* Start Listed entries *

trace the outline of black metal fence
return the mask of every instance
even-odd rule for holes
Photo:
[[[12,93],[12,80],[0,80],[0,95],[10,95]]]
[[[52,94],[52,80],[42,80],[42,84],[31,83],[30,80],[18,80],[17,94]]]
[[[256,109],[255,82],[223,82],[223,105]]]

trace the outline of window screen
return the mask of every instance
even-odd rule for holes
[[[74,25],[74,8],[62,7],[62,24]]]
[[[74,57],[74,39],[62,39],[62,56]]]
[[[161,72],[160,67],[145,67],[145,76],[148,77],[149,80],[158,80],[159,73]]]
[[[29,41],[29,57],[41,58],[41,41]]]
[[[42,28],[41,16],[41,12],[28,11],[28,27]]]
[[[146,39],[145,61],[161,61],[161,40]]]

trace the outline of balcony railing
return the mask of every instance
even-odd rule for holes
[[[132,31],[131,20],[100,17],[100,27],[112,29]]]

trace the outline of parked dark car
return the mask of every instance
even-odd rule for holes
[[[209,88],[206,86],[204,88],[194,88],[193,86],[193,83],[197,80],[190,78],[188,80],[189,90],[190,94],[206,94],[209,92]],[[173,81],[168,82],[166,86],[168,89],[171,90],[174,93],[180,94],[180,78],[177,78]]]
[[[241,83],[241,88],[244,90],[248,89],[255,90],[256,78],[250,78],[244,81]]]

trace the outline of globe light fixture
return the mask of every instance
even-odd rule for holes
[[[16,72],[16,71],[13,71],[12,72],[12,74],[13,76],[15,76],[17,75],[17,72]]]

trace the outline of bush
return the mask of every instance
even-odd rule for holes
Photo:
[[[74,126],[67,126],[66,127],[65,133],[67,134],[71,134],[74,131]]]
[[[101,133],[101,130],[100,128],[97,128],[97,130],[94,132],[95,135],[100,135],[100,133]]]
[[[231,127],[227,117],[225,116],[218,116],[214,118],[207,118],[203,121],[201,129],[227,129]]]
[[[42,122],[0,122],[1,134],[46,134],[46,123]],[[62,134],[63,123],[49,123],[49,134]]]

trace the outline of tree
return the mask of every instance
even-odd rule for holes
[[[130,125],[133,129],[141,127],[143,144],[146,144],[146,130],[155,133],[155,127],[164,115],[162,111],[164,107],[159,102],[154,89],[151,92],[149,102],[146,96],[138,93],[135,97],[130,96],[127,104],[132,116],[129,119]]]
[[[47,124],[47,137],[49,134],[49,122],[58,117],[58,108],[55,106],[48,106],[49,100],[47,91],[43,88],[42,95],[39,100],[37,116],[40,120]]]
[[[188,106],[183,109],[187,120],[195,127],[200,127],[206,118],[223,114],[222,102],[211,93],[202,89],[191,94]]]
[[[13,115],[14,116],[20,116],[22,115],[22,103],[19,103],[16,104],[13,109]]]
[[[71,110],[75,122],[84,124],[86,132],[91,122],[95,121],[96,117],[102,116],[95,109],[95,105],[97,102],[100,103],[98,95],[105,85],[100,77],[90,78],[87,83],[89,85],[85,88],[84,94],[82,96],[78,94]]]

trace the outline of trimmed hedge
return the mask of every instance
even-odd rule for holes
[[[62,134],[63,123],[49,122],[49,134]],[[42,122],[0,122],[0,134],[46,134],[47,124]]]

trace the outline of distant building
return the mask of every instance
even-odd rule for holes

* End Listed entries *

:: Requirement ::
Copy every line of the records above, unchanged.

:: Full solution ::
trace the outline of black metal fence
return the mask of every instance
even-odd rule for holes
Photo:
[[[12,93],[12,80],[0,80],[0,95],[10,95]]]
[[[52,94],[52,80],[42,80],[42,84],[31,83],[30,80],[18,80],[17,94]]]
[[[256,109],[255,82],[223,82],[223,105]]]

trace the outline of window screen
return the mask of every instance
even-odd rule for holes
[[[74,25],[74,8],[62,7],[62,24]]]
[[[74,57],[74,39],[62,39],[62,56]]]
[[[161,72],[160,67],[145,67],[145,76],[148,77],[149,80],[158,80],[159,73]]]
[[[29,41],[29,57],[41,58],[41,41]]]
[[[42,28],[41,16],[41,12],[28,11],[28,27]]]
[[[146,39],[145,61],[161,61],[161,40]]]

trace the outline of balcony railing
return the mask of every instance
even-odd rule for holes
[[[132,31],[131,20],[100,17],[100,27],[112,29]]]

trace the outline of parked dark car
return the mask of every instance
even-odd rule for holes
[[[209,88],[206,86],[204,88],[194,88],[193,86],[193,83],[197,80],[190,78],[188,80],[189,90],[190,94],[206,94],[209,92]],[[173,81],[168,82],[166,86],[168,89],[171,90],[174,93],[180,94],[180,78],[177,78]]]
[[[241,83],[241,88],[244,90],[248,89],[255,90],[256,78],[250,78],[244,81]]]

trace the outline of globe light fixture
return the mask of every instance
even-odd rule for holes
[[[16,72],[16,71],[13,71],[12,72],[12,74],[13,76],[15,76],[17,75],[17,72]]]

trace the outline of bush
return the mask of every instance
even-odd rule for holes
Photo:
[[[74,126],[67,126],[66,127],[65,133],[67,134],[71,134],[74,131]]]
[[[101,133],[101,130],[100,128],[97,128],[97,130],[94,132],[95,135],[100,135],[100,133]]]
[[[231,127],[227,117],[225,116],[218,116],[214,118],[207,118],[203,121],[201,129],[227,129]]]
[[[42,122],[0,122],[1,134],[46,134],[46,123]],[[62,134],[63,123],[49,123],[49,134]]]

trace the outline of tree
return the mask of every instance
even-odd rule for holes
[[[130,125],[133,129],[141,127],[143,144],[146,144],[146,130],[155,133],[155,127],[164,115],[162,111],[164,107],[159,102],[154,89],[151,92],[149,102],[146,96],[138,93],[135,97],[130,96],[127,104],[132,116],[129,119]]]
[[[47,124],[47,137],[49,134],[49,122],[58,117],[58,108],[55,106],[48,106],[49,100],[47,91],[43,88],[42,95],[39,100],[37,116],[40,120]]]
[[[188,106],[183,109],[187,120],[195,127],[200,127],[206,118],[223,114],[222,102],[211,93],[202,89],[191,94]]]
[[[13,115],[14,116],[20,116],[22,115],[22,103],[19,103],[16,104],[13,109]]]
[[[71,110],[75,122],[84,124],[86,132],[91,122],[95,121],[96,117],[102,116],[95,109],[95,105],[97,102],[100,103],[98,95],[105,85],[100,77],[90,78],[87,83],[89,85],[85,88],[84,94],[82,96],[78,94]]]

trace the outline of trimmed hedge
return the mask of every instance
even-odd rule for holes
[[[62,134],[63,123],[49,122],[49,134]],[[42,122],[0,122],[0,134],[46,134],[47,124]]]

trace the outline of distant building
return the mask of every instance
even-odd rule for holes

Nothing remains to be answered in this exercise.